"There will be a greater onus on the shoulders of companies to be more careful in their employment practices," DeSipio says.
This increased liability will, in all likelihood, bolster workforce management-related expenses. Just how dramatic the rise will be remains to be seen, but DeSipio contends that the main costs will probably be embedded in the additional bureaucracy of hiring employees, closer monitoring of subcontractors and potential increases in payroll.
Employers in the service industry that require large numbers of inexpensive, low-skilled workers will feel the pinch. But it is companies in lodging, agriculture, construction and meat processing--where experts estimate that illegal immigrants account for up to 25 percent of the workforce--that could feel strangled by the new legislation.
Executives in these industries say they are all for sensible immigration reform and that, for the most part, the new Senate bill is more acceptable than the one that floated around the House of Representatives some months back. The new legislation, however, is far from ideal, they note.
The lodging industry is particularly concerned about issues of liability, both pertaining to the verification of worker documentation and to the use of subcontractors, says Shawn McBurney, vice president of the American Hotel & Lodging Association in Washington, D.C.

§ LISTED ENTRIES
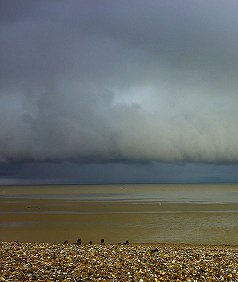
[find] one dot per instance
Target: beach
(111, 262)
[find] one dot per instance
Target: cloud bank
(107, 81)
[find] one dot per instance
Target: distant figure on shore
(79, 242)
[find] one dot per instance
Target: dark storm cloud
(119, 80)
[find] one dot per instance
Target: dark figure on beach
(79, 241)
(154, 250)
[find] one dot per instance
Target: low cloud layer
(110, 81)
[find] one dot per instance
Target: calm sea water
(172, 213)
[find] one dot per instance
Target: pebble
(72, 262)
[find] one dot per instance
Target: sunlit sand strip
(72, 262)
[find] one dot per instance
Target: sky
(118, 91)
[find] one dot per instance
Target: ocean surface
(140, 213)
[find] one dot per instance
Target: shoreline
(111, 262)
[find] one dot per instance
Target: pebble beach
(112, 262)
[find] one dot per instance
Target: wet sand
(45, 220)
(161, 262)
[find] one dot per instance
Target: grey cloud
(112, 81)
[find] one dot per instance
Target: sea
(139, 213)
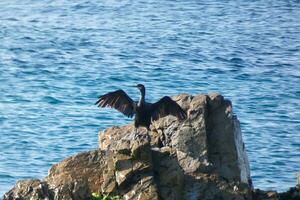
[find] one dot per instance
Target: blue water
(57, 56)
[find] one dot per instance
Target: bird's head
(141, 87)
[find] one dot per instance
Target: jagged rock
(29, 189)
(203, 157)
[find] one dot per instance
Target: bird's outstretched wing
(118, 100)
(166, 106)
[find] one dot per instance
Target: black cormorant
(144, 112)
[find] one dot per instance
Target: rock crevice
(203, 157)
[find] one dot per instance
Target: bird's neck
(142, 98)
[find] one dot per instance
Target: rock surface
(203, 157)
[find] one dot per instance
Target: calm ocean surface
(56, 57)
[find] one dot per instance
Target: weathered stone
(30, 189)
(203, 157)
(84, 168)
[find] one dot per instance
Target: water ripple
(56, 57)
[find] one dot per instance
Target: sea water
(57, 56)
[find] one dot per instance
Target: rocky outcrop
(203, 157)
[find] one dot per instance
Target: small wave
(51, 100)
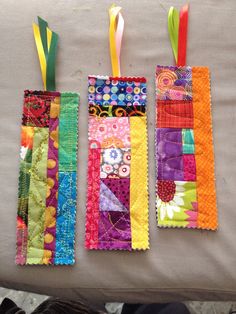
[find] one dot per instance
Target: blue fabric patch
(66, 215)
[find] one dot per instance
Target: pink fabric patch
(189, 168)
(92, 214)
(109, 132)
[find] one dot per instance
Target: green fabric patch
(37, 197)
(68, 121)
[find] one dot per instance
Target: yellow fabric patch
(139, 183)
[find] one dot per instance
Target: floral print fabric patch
(47, 179)
(185, 187)
(117, 194)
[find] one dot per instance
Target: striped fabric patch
(47, 179)
(185, 185)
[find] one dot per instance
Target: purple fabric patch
(169, 154)
(120, 188)
(52, 173)
(189, 168)
(108, 201)
(114, 230)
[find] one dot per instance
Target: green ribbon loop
(173, 28)
(50, 54)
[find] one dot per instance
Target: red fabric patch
(174, 114)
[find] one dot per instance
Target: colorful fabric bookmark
(117, 194)
(185, 187)
(48, 166)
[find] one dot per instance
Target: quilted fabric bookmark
(117, 194)
(185, 187)
(48, 166)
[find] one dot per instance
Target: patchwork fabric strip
(47, 179)
(117, 193)
(185, 186)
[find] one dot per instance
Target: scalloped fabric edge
(104, 209)
(46, 233)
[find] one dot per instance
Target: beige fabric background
(181, 264)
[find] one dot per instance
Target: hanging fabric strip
(46, 43)
(173, 28)
(183, 32)
(115, 35)
(47, 179)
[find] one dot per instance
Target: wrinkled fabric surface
(180, 264)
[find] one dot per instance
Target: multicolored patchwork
(117, 196)
(185, 187)
(47, 179)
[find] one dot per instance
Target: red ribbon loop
(183, 32)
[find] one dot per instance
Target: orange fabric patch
(174, 114)
(206, 194)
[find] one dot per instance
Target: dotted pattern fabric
(185, 188)
(47, 179)
(117, 197)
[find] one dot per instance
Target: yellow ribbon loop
(115, 36)
(173, 28)
(42, 58)
(44, 54)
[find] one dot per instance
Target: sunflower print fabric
(185, 185)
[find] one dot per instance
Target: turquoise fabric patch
(66, 215)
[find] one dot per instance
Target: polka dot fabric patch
(185, 183)
(117, 194)
(47, 179)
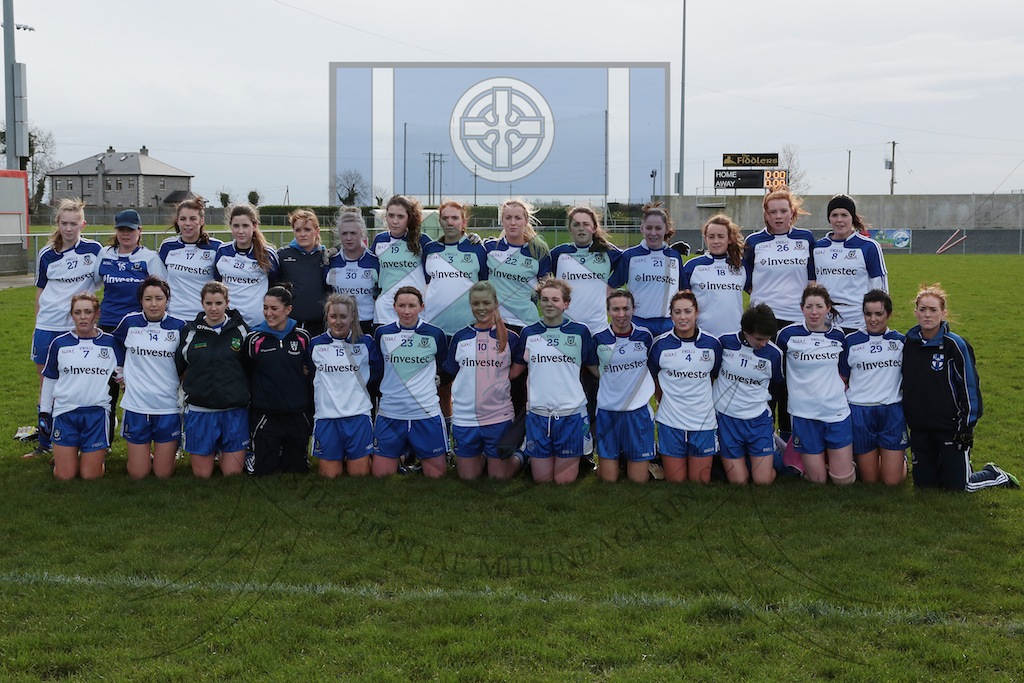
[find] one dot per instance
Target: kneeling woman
(344, 360)
(872, 365)
(152, 408)
(822, 431)
(75, 401)
(211, 361)
(410, 419)
(480, 359)
(282, 397)
(555, 351)
(684, 364)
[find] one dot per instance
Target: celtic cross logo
(502, 128)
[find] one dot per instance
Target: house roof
(120, 163)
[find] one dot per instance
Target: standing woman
(556, 350)
(354, 269)
(281, 415)
(303, 263)
(651, 270)
(453, 265)
(751, 365)
(188, 258)
(625, 424)
(344, 361)
(942, 401)
(400, 254)
(123, 266)
(248, 265)
(410, 419)
(822, 430)
(480, 359)
(684, 363)
(210, 359)
(717, 279)
(75, 402)
(779, 262)
(515, 261)
(872, 363)
(66, 266)
(847, 263)
(152, 409)
(587, 264)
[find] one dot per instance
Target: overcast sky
(238, 92)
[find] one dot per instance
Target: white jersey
(849, 269)
(588, 272)
(778, 267)
(555, 356)
(60, 275)
(341, 371)
(816, 389)
(685, 369)
(77, 373)
(719, 290)
(873, 365)
(412, 358)
(626, 381)
(481, 390)
(398, 267)
(452, 269)
(247, 282)
(652, 276)
(151, 377)
(189, 266)
(742, 387)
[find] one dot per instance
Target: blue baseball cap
(128, 218)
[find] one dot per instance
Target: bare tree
(349, 186)
(42, 160)
(788, 159)
(381, 195)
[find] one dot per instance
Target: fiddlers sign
(750, 160)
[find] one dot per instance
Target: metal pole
(8, 71)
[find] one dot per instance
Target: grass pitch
(289, 579)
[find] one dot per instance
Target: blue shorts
(223, 431)
(879, 427)
(738, 438)
(471, 441)
(84, 428)
(343, 438)
(565, 436)
(674, 442)
(138, 428)
(629, 433)
(426, 438)
(813, 436)
(41, 340)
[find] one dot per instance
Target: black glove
(45, 423)
(964, 439)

§ BRIEF
Answer these questions from the passage on immigration legislation:
1. In which industries do experts estimate that illegal immigrants make up as much as 25 percent of the workforce?
2. According to DeSipio, where will the main costs probably be embedded?
3. What position does Shawn McBurney hold?

§ SOLUTION TO THIS PROBLEM
1. Lodging, agriculture, construction and meat processing.
2. In the additional bureaucracy of hiring employees, closer monitoring of subcontractors and potential increases in payroll.
3. Vice president of the American Hotel & Lodging Association in Washington, D.C.